▶ _Set problem_: Starting at the line that contains "point: decorative figurine" and stopping after the last line of the records, switch "deer's" to "elk's" and leave everything else unchanged. Give back only those lines.
--- Start of Data for the task ---
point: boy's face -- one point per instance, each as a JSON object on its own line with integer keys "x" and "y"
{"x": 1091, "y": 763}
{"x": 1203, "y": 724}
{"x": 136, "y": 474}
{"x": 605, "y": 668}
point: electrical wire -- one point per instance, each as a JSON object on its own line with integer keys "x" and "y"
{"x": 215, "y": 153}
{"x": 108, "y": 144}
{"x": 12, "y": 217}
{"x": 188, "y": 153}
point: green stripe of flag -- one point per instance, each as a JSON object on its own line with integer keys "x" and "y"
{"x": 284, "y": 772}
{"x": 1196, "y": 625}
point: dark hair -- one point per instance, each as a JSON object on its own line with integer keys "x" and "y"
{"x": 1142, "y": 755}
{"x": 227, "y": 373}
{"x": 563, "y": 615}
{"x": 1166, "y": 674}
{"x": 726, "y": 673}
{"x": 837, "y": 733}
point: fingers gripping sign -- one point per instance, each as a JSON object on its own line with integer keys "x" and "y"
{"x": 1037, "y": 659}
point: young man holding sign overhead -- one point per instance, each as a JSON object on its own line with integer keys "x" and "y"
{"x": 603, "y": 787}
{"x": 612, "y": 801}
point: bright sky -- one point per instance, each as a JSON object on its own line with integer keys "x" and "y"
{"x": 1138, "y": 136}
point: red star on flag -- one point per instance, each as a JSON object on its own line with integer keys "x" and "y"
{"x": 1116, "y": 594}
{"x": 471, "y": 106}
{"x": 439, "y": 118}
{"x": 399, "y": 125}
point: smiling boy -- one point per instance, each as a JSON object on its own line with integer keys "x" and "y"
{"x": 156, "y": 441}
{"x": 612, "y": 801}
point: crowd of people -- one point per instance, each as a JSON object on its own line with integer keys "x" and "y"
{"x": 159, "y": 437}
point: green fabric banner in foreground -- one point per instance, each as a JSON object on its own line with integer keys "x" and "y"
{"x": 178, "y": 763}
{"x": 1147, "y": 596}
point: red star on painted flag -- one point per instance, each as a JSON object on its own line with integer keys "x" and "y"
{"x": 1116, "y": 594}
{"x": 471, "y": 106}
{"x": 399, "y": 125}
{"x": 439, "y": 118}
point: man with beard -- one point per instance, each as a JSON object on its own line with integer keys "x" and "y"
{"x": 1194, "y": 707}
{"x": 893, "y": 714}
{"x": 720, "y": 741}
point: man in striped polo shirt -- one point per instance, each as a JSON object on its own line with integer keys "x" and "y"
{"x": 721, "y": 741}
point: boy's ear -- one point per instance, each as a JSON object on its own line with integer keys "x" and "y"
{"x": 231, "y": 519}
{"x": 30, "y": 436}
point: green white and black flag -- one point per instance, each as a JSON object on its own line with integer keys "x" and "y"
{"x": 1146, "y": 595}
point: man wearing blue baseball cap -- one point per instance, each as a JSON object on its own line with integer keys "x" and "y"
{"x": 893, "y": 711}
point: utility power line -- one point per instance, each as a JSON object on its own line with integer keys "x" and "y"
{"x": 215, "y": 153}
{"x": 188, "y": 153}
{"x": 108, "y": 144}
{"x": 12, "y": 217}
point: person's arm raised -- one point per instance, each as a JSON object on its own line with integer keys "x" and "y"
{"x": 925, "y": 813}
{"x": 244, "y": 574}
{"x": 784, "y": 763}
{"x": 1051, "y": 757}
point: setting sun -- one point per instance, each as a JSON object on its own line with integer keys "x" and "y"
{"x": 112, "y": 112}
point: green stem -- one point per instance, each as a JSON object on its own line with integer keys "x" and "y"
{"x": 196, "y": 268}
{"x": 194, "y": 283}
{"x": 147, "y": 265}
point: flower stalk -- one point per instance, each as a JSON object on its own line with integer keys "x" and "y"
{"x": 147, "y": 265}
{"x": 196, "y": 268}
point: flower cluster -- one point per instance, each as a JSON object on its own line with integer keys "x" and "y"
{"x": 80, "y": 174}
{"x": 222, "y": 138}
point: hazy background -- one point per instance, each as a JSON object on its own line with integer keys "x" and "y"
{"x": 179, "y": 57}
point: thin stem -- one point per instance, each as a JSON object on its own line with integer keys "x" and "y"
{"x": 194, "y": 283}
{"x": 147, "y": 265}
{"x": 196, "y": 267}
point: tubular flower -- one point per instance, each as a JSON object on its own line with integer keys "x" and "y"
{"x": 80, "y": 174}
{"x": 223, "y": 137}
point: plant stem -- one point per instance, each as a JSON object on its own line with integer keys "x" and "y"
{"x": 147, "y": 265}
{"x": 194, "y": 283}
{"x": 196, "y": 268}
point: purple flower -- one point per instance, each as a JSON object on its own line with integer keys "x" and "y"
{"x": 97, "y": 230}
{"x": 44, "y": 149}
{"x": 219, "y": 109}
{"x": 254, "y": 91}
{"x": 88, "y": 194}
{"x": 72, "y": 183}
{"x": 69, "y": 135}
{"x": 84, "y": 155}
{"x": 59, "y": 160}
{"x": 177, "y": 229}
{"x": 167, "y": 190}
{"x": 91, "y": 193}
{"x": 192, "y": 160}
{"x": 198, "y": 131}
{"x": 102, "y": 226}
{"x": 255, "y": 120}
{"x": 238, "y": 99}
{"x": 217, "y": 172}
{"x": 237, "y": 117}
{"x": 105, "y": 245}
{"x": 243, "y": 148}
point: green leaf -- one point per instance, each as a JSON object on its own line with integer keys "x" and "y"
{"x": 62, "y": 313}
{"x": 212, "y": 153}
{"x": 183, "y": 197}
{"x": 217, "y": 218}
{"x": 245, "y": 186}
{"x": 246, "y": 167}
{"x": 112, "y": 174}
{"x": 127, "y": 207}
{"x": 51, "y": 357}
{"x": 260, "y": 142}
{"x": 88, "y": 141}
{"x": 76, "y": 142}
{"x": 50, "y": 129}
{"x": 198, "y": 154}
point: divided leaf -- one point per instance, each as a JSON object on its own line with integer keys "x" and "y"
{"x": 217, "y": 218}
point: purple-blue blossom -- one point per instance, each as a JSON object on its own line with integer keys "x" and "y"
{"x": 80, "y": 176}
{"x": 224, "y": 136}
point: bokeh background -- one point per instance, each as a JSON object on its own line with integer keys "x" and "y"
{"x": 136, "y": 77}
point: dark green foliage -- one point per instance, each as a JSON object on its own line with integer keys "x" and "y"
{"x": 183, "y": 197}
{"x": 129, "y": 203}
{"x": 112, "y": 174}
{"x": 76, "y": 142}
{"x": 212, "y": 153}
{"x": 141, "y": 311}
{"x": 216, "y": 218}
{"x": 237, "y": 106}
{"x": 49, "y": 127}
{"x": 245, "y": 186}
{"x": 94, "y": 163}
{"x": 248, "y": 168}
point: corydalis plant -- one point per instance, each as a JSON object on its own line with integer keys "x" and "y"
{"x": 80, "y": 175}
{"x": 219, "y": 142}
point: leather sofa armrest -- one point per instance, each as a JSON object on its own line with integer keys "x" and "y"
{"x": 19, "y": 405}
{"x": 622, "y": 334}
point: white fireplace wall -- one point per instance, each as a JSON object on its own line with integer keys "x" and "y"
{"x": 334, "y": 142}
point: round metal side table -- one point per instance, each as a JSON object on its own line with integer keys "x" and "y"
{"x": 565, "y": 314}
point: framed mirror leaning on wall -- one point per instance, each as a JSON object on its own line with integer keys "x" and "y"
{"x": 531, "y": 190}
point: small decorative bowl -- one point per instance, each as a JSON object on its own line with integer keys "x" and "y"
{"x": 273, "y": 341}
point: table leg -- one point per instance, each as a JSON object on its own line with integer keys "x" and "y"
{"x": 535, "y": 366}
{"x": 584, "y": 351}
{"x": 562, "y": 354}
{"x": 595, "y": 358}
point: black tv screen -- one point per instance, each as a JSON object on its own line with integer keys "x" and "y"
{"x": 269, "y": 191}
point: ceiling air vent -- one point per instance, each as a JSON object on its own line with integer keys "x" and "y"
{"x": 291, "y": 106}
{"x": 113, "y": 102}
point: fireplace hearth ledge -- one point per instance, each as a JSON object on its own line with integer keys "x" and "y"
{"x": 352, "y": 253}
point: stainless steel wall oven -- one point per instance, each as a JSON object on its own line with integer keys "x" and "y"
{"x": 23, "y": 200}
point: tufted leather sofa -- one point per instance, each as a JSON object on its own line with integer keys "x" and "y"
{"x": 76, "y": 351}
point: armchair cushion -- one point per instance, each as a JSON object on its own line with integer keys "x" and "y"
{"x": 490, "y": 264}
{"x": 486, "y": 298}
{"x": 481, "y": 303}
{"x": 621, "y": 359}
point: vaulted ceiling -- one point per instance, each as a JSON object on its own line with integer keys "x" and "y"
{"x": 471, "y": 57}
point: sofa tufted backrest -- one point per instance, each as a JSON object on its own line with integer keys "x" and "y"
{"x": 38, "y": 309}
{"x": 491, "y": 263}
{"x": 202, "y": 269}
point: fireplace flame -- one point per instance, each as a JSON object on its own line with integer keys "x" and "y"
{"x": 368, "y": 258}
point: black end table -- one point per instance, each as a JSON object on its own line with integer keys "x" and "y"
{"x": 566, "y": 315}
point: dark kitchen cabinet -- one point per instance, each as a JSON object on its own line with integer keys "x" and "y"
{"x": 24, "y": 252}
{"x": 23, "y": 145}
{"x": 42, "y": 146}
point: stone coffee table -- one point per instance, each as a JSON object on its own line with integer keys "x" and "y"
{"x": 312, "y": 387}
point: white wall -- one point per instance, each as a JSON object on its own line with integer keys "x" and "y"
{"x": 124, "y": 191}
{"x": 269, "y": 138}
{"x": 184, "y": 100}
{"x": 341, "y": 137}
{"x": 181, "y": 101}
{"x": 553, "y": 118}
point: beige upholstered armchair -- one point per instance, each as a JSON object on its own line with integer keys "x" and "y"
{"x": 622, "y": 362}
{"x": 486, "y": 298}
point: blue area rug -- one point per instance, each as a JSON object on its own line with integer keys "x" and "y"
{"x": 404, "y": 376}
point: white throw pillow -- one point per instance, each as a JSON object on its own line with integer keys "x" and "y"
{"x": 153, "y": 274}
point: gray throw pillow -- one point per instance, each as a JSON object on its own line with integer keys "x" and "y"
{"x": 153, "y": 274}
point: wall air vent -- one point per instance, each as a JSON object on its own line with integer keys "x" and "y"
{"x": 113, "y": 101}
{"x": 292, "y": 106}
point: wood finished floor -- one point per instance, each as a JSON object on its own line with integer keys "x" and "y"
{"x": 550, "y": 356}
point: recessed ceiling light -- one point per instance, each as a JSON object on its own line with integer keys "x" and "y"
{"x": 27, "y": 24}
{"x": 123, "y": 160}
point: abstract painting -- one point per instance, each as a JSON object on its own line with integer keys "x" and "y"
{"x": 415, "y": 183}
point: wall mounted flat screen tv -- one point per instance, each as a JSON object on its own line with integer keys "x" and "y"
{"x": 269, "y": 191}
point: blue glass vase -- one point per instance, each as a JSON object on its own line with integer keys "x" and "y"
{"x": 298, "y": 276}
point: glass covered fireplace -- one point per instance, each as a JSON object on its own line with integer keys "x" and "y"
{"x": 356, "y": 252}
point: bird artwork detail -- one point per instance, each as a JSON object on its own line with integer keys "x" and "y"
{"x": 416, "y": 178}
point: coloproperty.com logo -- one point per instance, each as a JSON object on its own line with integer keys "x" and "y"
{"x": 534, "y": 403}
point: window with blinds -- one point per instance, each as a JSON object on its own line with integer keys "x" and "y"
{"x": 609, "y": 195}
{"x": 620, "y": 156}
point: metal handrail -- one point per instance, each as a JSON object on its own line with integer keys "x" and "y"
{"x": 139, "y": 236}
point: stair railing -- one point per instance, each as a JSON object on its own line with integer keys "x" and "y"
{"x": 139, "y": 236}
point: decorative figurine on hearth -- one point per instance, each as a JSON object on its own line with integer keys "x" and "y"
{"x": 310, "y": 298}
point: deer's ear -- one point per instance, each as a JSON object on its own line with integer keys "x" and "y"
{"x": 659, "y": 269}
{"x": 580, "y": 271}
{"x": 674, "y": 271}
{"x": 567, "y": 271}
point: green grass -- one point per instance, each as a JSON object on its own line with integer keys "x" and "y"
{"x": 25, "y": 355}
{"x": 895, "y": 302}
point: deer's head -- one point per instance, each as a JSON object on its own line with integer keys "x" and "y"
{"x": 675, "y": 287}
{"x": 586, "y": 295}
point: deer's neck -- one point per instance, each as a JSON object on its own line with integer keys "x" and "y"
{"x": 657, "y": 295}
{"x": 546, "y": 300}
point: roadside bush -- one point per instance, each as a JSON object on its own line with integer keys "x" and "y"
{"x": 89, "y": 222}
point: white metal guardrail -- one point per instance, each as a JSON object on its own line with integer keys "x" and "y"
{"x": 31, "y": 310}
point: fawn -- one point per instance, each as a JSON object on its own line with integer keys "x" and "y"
--- End of Data for the task ---
▶ _Finished answer_:
point: decorative figurine on hearth -- one point per instance, each as a JSON object on its own line with integer keys "x" and "y"
{"x": 310, "y": 298}
point: elk's ear -- one point per instance, each as a JSON object on its own line with integer keys "x" and "y"
{"x": 659, "y": 269}
{"x": 580, "y": 271}
{"x": 674, "y": 271}
{"x": 567, "y": 271}
point: green grass -- one point per instance, each as a JSON object on its own line with integer keys "x" and "y"
{"x": 25, "y": 355}
{"x": 895, "y": 302}
point: elk's head -- one point per instance, each as a JSON object on its own line with integer keys "x" and "y"
{"x": 675, "y": 287}
{"x": 586, "y": 295}
point: elk's neck -- one point per instance, each as a JSON object on its own line with integer keys "x" and "y"
{"x": 657, "y": 295}
{"x": 546, "y": 300}
point: roadside bush -- one point per instance, each as a JSON object on its own line with integer keys "x" and "y"
{"x": 89, "y": 222}
point: white metal guardrail -- one point per instance, each as a JSON object on its own line with integer keys "x" and "y"
{"x": 31, "y": 310}
point: fawn -- one point per instance, each as a JSON object on its own line with integer keys "x" and "y"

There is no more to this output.